● **DOCUMENT PASSAGE**:

+++

SAN DIEGO (KGTV) - Homeless advocates and community members in San Diego's beach communities say they have a way to help ease the homelessness crisis.
They want to turn the parking lot at South Shores Park and Boat Ramp in Mission Bay into a "safe lot" for people experiencing homelessness to park their cars and RVs overnight.
"While it's a great boat launch, and while it's a great access point for our parks and our bay, we don't think that's the highest and best use for it right now," says Regina Sinsky-Crosby, one of the people promoting the idea.
She says boaters rarely use the lot, and it's an ideal location to help people living in their cars.
"This will offer them a safe place to ask for help, and it will offer them the opportunity to get a concentration of services," says Sinsky-Crosby. "It's got a safe perimeter, lighting, bathrooms that are already staffed and cleaned by the Parks Department, dumpsters, and an RV dump station."
Sinsky-Crosby and her group have started a petition online asking Mayor Todd Gloria to make their idea a reality. They say the state's new Shelter Crisis Law for COVID-19 allows the mayor to do it without approval from the City Council or any of the layers of bureaucracy that often block plans like this.
"We really want to see the city take advantage of these state laws passed during COVID to come up with creative short-term solutions to this crisis," Sinsky-Crosby says.
Mayor Gloria sent a statement to ABC 10News, which didn't mention the South Shores Lot specifically. But he did say, "No issue is more critical right now than addressing homelessness, and I share the sense of urgency that many of our residents are bringing to the crisis. My top long-term priority is to ensure that every unsheltered San Diegan has a secure, permanent home and access to the services that will help them succeed. 'Safe parking' fills a vitally important short-term void as we work to increase our supply of permanent supportive housing."
Meanwhile, the mayor's senior advisor of communications told ABC 10News, "There is existing capacity at the city's three sites where people living in their vehicles can park for free, access restrooms and meals, and receive housing assistance. It's understandable why people might propose the Mission Bay area for one of these programs, but this location is problematic: There are significant restrictions on what cities may do with parkland ... The existing sites are operated by Jewish Family Service of San Diego, who are doing an incredible job of running this program. Anyone interested in learning more can visit www.jfssd.org/safeparking or call 858-637-3373. If this program reaches its capacity, we will consider additional locations through a careful analysis of potential sites across our city."
City Council President Jennifer Campbell proposed that lot for a safe lot in 2019, but the idea never came to fruition. In a statement from her office, she told ABC 10News, "The Council President has advocated for safe parking lots and increased outreach in the beach communities. We look forward to working with Mayor Gloria to assess the current need and prioritize resources accordingly for current or additional safe lots."
Supporters of the idea say a safe parking lot in the beach area would help people who can't make it to the other lots and locations where they can get help.
"They've got their social networks here. People have jobs here and are working here," says Caryn Blanton, the Executive Director of Shoreline Community Services. "To be coming and going from faraway places puts an additional strain on an already strained life."
They also say a safe lot near the coast would help many people living in their cars avoid costly tickets and fines.
"Giving folks tickets for sleeping in their cars or living in their RVs just further creates a system that they can't get out of," says Paige Hernandez. "It's perpetual homelessness. It's a chronic issue."
Hernandez spent time living in a car with her mother while growing up. She says creating more safe lots would be an excellent start to solving the crisis.
"It allows people to be human," Hernandez says. "They can continue to live within society and to feel like they are cared for."

+++

[Rows taken from a dataset]
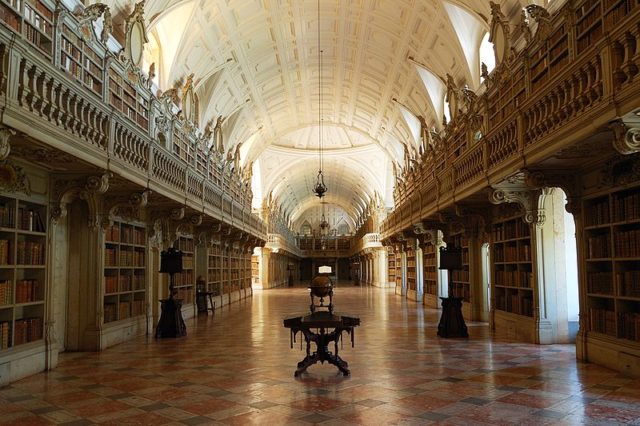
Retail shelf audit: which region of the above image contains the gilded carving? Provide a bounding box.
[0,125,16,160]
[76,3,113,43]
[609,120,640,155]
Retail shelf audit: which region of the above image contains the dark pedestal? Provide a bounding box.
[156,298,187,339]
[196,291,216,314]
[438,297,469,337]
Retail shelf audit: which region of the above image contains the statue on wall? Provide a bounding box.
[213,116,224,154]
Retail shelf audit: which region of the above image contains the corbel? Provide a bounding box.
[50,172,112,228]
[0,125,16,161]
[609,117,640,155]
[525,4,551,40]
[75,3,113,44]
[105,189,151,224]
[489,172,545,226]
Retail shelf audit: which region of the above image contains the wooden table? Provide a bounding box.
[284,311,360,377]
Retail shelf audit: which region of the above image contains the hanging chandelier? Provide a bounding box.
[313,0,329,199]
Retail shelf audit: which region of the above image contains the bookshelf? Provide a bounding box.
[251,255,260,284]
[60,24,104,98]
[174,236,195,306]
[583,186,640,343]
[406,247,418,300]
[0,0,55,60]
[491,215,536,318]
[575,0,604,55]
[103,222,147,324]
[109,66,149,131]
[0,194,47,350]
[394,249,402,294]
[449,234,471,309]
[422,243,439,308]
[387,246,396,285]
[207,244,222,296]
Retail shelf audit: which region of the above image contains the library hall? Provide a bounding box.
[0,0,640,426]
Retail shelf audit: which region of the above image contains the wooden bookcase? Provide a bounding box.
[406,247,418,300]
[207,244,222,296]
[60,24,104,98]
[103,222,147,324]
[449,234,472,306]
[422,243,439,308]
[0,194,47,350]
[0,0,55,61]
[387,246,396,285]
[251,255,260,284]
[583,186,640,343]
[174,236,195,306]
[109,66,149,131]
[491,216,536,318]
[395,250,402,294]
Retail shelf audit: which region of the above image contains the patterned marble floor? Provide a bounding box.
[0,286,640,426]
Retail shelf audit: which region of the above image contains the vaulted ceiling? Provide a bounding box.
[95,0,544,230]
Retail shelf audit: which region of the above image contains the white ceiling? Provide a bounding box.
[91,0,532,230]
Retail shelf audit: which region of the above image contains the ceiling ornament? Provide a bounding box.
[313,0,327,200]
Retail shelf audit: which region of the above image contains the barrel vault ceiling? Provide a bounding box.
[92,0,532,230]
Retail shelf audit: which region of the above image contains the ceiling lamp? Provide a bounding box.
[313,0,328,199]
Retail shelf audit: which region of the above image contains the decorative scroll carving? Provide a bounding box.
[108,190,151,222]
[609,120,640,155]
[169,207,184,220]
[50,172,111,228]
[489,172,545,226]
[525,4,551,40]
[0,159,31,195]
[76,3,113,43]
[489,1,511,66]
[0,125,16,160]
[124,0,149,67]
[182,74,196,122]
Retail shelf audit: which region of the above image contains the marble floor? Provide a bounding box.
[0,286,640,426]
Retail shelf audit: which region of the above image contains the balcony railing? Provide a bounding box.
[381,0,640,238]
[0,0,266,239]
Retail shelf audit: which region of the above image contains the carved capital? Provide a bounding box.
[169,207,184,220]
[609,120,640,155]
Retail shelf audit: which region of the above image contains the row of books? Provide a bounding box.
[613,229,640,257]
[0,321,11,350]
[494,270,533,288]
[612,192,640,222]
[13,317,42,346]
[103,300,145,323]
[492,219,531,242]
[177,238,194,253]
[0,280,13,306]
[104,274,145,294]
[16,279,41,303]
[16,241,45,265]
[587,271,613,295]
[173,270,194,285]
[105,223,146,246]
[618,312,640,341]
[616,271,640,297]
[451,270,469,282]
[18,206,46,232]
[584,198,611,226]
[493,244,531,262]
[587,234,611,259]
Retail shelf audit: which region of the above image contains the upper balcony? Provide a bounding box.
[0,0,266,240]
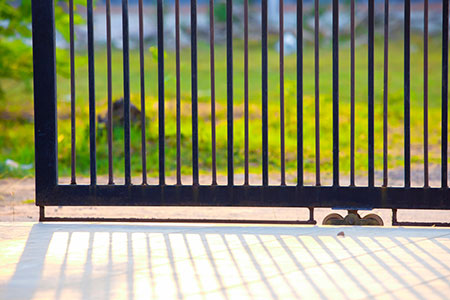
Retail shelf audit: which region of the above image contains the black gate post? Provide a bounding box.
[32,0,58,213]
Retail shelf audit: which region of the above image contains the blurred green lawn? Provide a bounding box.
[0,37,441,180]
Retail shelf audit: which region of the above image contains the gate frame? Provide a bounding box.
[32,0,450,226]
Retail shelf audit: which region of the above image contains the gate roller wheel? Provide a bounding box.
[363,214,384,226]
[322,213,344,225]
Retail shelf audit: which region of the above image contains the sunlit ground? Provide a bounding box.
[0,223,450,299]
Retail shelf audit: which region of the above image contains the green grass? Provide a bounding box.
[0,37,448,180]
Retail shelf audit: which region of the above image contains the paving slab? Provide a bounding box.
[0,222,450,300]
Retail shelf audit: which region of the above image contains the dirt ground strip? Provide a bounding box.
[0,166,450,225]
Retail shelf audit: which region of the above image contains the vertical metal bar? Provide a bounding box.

+++

● **QUESTIONS TO ANSWER**:
A) According to the article about the proposed safe parking lot, which parking lot do the advocates want to turn into a "safe lot"?
B) Repeat word for word everything in the article about the proposed safe parking lot from "SAN DIEGO (KGTV)" down to "promoting the idea.".

● **SOLUTIONS TO THE TASKS**:
A) The parking lot at South Shores Park and Boat Ramp in Mission Bay.

B)
SAN DIEGO (KGTV) - Homeless advocates and community members in San Diego's beach communities say they have a way to help ease the homelessness crisis.
They want to turn the parking lot at South Shores Park and Boat Ramp in Mission Bay into a "safe lot" for people experiencing homelessness to park their cars and RVs overnight.
"While it's a great boat launch, and while it's a great access point for our parks and our bay, we don't think that's the highest and best use for it right now," says Regina Sinsky-Crosby, one of the people promoting the idea.